Tasks for this exercise:
(A) Do these statements agree with the Epic integration article? Answer yes or no for each, and quote the deciding words of the article. (i) The article advises planning for 6 to 18 months end to end. (ii) The phase durations it gives are Epic-published figures. (iii) Once an app is marked ready for production, every change to it requires registering a new app.
(B) According to the Epic integration article, what does Epic generate when you register your app?
(C) Please write the next part of the Epic integration article, starting right after its last line.

Source passage:
----

Ask an engineer how long it takes to integrate with Epic and you might hear "a couple of weeks." Ask someone who has actually shipped one and you will hear "we are eight months in." Both are looking at the same project. The difference is that the engineer is counting the code, and the code is the small part.

The honest answer: plan for 6 to 18 months end to end. Here is exactly where that time goes, phase by phase, what each phase costs, and a readiness checklist you can run before you commit to a single date.

The short answer

An Epic integration is nine phases. A few are fast and entirely in your control. The slow ones are not about code at all, they are about a customer's queue, a security review, and the months it takes to land a hospital willing to sponsor you.

Notice the shape: the build is measured in weeks, but landing a sponsoring customer is measured in months, and it gates everything after it. That single bar is why "two weeks" becomes "two quarters."

The nine phases, one by one

For each phase below: what happens, the realistic duration, and what to have ready so it does not stall. Durations are the ranges reported consistently across integrators, not Epic-published figures.

1. Register your app (1 to 2 weeks)

Create an account on Epic on FHIR, register the app, and Epic generates a production and a non-production client ID. You declare your FHIR scopes and pick a "primary user type" here, and that choice quietly decides which APIs and auth flows you can even use. One trap: once you mark an app "ready for production," the record is frozen. Other than adding redirect URIs and updating your key URL, any change means registering a brand-new app.

2. Build and test in the sandbox (2 to 8 weeks)

----

Supplied data:
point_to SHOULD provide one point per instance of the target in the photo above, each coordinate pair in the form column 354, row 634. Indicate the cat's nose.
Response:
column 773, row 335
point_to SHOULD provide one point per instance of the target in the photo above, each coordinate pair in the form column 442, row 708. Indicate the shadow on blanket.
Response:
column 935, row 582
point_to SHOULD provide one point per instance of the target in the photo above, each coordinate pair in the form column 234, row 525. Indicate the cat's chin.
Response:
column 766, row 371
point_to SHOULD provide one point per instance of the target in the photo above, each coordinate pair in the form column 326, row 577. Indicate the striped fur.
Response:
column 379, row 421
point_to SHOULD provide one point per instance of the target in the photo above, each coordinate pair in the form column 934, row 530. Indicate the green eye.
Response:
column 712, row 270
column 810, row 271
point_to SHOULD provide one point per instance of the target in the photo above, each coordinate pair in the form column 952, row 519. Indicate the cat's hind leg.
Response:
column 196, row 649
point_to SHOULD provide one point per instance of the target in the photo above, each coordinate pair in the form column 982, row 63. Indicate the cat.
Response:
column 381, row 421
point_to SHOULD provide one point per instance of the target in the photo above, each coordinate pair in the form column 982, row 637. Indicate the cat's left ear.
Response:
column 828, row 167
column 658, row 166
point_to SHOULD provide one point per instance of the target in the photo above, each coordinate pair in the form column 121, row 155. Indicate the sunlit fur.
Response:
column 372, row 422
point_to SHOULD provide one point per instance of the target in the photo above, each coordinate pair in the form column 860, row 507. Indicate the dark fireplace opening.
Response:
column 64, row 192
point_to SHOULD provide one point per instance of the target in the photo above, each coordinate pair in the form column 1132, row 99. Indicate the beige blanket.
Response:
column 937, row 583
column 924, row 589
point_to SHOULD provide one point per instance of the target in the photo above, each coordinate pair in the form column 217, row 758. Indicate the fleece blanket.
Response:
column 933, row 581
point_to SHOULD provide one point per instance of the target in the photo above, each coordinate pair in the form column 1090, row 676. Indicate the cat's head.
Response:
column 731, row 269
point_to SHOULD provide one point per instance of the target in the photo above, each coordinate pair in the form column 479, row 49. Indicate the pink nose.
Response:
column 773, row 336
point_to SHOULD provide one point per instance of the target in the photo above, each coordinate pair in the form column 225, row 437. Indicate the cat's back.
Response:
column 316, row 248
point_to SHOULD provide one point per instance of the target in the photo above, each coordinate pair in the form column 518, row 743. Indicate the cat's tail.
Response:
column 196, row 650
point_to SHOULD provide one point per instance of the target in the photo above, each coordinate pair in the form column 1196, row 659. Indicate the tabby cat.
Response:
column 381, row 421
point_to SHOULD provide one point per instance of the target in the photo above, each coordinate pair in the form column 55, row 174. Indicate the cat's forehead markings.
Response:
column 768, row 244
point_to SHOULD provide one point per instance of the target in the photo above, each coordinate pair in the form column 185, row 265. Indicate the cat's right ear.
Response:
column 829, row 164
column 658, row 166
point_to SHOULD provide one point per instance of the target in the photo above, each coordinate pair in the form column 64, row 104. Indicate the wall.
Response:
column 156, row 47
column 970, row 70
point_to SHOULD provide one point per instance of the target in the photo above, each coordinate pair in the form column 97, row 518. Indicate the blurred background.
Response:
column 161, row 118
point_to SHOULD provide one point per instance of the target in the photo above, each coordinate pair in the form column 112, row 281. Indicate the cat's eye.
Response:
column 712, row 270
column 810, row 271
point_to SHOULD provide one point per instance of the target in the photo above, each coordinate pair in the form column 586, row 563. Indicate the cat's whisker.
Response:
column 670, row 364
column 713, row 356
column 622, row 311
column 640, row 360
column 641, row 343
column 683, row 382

----

Answers for this exercise:
(A)
(i) Yes: "plan for 6 to 18 months end to end."
(ii) No: "Durations are the ranges reported consistently across integrators, not Epic-published figures."
(iii) No: "Other than adding redirect URIs and updating your key URL, any change means registering a brand-new app."

(B) A production client ID and a non-production client ID.

(C)
This is where your engineering time actually concentrates. You build against synthetic data on the public sandbox. The catch every team learns: you never get a real Epic instance to test in. As one developer who builds for both Epic and Cerner put it on Reddit, "Epic have a policy of not providing them... we still can't get an Epic env to test in." The sandbox is clean and well-behaved in a way production never is.

3. Marketplace listing, if you pursue it (2 to 4 months)

Epic's old "App Orchard" is gone. The marketplace is now Showroom, with a self-attested Connection Hub listing (about $500/year, and you need at least one live Epic customer to qualify) and a paid Vendor Services membership (reported around $1,900/year; Epic does not publish the figure) for proprietary APIs and support. A listing helps discoverability. It does not get you into production. We cover the full program maze in our companion guide, how to get your app into Epic.

4. Land a sponsoring customer (6 to 18+ months) — the longest pole

This is the phase nobody puts on the engineering plan, and it is usually the critical path. You cannot reach production without a health system that signs the agreement and switches your app on. And the chicken-and-egg is brutal, in the words of a former Epic employee:

"Most successful apps start with the customer attached... the majority won't talk to you until you're already live somewhere else."

- former Epic employee, r/healthcareIT

Treat this as job one. Start it before you write production code, because everything downstream waits on it.

5. The customer's security review (4 to 12 weeks)

Before a hospital enables you, its security, privacy, and vendor-management teams run a vendor risk assessment. This is the most under-scoped phase and a frequent stall. A solo founder described it bluntly: "their sandbox worked fine but production requires 16 different certificates and a 3 month review process." We break the full evidence list down in the checklist below.

6. Customer-side provisioning (4 to 12 weeks)

Someone at the customer with the right Epic security role downloads your client into their environment, and their team builds and configures it, promotes it through test, and sets up connectivity. This phase is dominated by one thing: the customer's own Epic IT team is frequently backlogged 3 to 6 months. You wait in their queue, and no amount of clean code shortens it.

7. Validation in their environment (3 to 8 weeks)

Every site is, as the saying in the field goes, "a beautiful and unique snowflake." Site-specific code sets and content break assumptions that passed in the sandbox, so real integrated testing against their data always surfaces rework.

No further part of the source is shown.